-- START RECORDS SUPPLIED --
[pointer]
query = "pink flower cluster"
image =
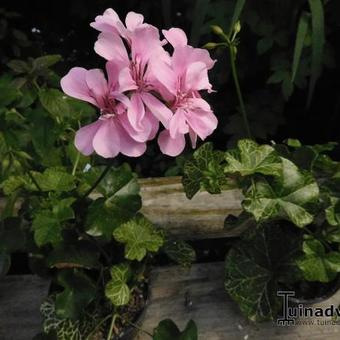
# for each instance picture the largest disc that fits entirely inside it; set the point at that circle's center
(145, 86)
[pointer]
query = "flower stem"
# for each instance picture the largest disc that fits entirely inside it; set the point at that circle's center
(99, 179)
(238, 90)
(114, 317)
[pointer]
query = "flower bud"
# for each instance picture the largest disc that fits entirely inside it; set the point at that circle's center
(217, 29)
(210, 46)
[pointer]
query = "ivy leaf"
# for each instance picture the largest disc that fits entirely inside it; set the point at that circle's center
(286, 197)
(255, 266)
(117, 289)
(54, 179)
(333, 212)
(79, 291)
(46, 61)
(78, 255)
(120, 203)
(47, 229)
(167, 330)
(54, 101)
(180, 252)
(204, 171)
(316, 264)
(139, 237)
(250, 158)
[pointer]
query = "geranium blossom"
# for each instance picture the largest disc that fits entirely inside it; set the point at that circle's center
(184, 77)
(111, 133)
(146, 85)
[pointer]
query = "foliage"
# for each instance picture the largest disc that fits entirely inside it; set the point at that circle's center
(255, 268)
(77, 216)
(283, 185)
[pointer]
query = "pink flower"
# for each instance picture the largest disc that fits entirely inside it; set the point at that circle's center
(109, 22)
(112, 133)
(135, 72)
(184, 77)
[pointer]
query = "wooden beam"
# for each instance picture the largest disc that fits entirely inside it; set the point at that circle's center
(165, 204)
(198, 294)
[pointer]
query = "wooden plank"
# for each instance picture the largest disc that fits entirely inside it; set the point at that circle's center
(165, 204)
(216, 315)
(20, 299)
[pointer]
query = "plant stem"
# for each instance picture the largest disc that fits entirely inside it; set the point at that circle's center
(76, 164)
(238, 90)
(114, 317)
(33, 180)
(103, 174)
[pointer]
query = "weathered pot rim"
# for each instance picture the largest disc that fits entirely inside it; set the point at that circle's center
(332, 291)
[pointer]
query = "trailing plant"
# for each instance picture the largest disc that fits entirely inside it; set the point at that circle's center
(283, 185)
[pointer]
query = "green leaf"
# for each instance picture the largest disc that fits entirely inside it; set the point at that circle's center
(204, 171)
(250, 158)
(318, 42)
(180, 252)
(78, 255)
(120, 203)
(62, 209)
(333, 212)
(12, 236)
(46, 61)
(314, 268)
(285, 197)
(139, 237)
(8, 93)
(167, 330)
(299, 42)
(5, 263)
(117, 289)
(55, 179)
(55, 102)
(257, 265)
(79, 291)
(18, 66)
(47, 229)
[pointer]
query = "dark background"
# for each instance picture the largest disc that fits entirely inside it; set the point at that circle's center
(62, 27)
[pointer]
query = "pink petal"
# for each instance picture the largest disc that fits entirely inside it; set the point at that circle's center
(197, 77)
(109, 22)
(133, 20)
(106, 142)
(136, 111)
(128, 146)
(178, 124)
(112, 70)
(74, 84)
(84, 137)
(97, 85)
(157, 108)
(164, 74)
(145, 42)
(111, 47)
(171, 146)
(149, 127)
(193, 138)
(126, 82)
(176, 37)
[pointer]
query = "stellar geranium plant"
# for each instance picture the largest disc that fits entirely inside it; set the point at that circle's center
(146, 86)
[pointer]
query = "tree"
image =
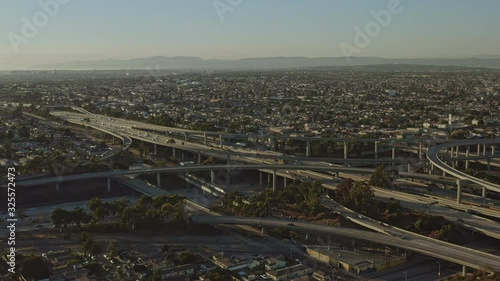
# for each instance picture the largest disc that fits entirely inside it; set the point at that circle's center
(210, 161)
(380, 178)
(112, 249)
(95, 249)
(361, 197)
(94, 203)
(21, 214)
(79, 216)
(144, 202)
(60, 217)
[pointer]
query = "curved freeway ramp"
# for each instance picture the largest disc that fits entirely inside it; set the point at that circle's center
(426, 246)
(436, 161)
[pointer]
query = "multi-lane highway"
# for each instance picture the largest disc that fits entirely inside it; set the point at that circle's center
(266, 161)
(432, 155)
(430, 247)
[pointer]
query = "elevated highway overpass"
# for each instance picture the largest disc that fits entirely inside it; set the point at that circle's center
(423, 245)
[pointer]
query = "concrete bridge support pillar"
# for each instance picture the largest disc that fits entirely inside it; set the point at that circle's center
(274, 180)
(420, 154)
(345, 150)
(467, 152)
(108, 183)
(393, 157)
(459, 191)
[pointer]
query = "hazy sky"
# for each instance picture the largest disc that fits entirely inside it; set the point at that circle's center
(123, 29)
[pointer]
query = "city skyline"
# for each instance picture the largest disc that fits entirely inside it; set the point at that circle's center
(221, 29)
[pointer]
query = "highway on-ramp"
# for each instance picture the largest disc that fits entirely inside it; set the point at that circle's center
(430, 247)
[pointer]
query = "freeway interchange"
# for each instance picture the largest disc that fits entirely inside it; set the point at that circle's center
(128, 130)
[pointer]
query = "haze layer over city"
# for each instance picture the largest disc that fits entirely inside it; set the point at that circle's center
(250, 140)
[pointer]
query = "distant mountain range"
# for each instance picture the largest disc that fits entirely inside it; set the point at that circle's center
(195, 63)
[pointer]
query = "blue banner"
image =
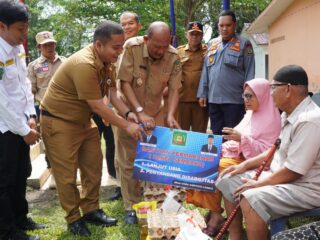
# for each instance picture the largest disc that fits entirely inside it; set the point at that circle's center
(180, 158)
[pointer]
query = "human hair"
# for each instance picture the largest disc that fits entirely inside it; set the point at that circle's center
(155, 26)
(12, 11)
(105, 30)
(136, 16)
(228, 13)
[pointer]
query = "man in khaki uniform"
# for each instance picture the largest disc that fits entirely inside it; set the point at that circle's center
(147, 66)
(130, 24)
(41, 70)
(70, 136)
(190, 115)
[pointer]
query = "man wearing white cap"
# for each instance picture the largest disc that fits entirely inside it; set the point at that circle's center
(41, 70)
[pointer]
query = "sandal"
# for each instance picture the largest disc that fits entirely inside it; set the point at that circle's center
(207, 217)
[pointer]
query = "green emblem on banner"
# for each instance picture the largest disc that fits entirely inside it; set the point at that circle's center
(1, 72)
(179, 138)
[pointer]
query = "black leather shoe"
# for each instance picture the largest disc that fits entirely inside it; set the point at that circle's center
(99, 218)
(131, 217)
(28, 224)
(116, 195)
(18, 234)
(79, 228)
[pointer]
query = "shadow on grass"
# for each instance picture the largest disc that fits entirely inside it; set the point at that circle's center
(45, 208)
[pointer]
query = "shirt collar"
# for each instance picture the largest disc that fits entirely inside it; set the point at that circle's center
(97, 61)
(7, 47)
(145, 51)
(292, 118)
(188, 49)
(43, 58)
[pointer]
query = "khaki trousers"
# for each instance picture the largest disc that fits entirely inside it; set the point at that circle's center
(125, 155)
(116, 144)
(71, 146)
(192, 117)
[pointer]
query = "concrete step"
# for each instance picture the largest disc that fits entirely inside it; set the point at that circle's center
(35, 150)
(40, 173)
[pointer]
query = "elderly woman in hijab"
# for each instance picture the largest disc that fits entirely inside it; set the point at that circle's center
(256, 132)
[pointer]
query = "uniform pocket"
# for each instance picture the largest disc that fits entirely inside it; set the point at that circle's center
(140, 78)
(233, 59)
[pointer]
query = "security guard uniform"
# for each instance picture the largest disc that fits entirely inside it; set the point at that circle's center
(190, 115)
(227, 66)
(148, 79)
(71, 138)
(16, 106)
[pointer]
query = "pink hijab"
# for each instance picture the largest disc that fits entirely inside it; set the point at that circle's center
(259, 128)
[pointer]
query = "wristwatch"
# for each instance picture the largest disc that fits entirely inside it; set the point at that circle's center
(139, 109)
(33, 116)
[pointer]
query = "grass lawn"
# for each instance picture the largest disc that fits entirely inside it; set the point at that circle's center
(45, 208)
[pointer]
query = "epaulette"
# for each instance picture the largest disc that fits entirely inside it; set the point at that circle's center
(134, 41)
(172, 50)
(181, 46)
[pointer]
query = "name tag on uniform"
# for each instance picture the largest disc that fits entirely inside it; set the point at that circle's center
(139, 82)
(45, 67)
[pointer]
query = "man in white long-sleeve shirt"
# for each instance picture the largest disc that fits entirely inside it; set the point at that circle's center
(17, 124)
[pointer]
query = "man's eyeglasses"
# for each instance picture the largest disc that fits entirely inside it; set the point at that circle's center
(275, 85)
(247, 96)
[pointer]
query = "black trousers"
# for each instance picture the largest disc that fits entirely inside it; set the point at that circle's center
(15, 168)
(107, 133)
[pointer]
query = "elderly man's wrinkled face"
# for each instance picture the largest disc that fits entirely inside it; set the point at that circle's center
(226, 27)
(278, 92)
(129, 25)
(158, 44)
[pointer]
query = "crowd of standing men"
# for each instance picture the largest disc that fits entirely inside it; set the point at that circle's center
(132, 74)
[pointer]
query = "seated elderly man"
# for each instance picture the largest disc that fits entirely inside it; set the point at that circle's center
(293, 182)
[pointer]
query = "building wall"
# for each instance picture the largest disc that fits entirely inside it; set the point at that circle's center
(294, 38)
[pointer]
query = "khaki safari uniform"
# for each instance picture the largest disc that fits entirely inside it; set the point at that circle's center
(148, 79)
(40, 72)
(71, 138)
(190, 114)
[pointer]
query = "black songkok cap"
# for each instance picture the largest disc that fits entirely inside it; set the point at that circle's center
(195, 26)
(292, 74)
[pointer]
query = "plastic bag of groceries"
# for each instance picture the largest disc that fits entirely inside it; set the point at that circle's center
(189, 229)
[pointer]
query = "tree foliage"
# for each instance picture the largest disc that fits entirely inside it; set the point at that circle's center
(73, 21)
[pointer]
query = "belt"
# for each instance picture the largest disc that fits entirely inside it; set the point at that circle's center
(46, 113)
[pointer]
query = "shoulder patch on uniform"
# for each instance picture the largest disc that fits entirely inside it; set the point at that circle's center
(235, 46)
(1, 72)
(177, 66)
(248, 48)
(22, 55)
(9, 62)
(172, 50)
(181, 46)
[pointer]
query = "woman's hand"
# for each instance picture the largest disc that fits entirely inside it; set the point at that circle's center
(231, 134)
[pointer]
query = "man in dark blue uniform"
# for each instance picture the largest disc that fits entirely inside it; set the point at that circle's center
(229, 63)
-- END RECORDS SUPPLIED --
-- START RECORDS SUPPLIED --
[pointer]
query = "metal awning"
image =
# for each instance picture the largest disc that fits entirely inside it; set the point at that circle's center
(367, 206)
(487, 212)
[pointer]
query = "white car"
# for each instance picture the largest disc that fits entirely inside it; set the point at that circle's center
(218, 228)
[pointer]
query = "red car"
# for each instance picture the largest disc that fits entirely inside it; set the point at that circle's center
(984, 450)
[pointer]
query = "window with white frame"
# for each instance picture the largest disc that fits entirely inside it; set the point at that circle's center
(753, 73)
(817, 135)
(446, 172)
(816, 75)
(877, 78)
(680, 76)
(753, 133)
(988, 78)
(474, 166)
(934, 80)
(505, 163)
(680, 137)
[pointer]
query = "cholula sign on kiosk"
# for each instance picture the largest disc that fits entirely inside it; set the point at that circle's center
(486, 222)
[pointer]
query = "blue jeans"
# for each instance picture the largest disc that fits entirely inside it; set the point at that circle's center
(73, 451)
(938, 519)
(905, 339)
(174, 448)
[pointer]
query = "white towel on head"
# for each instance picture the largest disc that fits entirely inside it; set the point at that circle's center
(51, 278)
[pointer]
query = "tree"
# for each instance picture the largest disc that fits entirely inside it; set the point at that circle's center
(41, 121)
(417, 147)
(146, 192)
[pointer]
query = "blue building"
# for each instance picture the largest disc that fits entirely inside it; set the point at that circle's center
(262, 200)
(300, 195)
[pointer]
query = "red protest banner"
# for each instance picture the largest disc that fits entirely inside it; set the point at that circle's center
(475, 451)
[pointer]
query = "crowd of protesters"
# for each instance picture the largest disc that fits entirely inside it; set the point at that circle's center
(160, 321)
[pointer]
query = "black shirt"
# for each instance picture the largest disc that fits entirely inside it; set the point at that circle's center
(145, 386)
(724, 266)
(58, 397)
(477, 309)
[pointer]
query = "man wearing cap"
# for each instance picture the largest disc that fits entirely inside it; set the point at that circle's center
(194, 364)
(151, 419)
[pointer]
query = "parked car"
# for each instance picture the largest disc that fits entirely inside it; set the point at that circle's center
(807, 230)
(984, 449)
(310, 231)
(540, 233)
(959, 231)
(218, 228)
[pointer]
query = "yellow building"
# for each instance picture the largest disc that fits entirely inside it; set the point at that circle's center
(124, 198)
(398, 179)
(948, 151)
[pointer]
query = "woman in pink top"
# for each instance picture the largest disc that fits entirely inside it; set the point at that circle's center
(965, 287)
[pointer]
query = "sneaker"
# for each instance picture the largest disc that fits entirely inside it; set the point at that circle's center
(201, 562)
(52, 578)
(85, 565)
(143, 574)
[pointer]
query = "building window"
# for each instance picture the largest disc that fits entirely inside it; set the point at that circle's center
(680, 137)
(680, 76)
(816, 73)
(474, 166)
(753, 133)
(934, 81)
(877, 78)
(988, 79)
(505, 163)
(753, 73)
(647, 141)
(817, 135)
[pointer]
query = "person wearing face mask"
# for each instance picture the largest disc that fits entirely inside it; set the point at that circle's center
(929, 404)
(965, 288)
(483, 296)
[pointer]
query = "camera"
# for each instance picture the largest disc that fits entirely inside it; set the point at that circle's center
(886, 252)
-- END RECORDS SUPPLIED --
-- START RECORDS SUPPLIED --
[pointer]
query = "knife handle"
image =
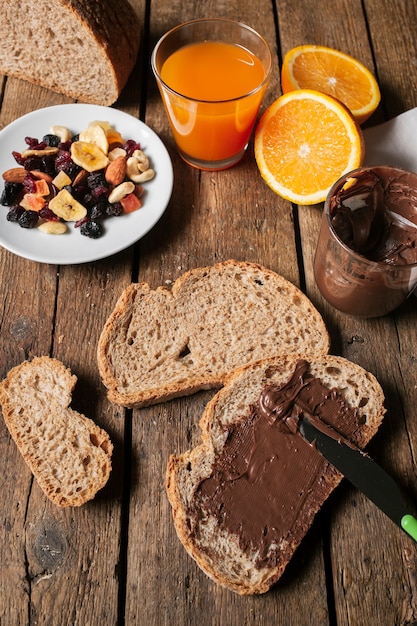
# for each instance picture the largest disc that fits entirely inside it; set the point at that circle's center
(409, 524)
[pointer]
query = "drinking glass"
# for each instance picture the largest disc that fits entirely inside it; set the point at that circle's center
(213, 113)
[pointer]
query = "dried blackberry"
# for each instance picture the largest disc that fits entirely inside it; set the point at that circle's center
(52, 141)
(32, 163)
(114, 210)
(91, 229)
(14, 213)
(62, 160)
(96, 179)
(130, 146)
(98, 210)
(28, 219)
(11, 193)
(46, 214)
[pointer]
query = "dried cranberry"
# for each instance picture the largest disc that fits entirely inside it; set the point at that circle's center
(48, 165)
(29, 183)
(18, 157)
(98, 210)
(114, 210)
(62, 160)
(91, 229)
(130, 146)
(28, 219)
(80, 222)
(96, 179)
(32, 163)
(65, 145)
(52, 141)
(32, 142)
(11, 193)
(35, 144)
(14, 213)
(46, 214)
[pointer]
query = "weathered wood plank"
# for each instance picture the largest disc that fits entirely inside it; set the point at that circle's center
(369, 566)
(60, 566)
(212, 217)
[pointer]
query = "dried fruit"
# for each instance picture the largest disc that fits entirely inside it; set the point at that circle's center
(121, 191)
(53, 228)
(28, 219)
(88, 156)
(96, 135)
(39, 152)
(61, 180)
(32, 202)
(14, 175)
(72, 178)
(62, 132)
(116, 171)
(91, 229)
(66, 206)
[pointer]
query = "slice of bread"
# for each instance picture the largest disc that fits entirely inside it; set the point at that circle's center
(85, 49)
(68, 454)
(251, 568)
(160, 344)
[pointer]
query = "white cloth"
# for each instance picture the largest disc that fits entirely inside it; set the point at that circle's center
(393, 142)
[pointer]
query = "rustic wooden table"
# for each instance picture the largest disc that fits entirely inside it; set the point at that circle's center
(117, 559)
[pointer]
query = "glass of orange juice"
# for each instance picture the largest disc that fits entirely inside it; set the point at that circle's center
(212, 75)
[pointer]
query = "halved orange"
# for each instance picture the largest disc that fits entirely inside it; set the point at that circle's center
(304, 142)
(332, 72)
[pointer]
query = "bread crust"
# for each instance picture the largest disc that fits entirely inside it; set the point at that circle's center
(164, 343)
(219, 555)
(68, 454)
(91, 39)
-- END RECORDS SUPPLIED --
→ **EXERCISE**: Filter the rows above, keeping every line that contains the word "concrete".

→ **EXPECTED ANSWER**:
query = "concrete bridge support pillar"
query = "concrete step"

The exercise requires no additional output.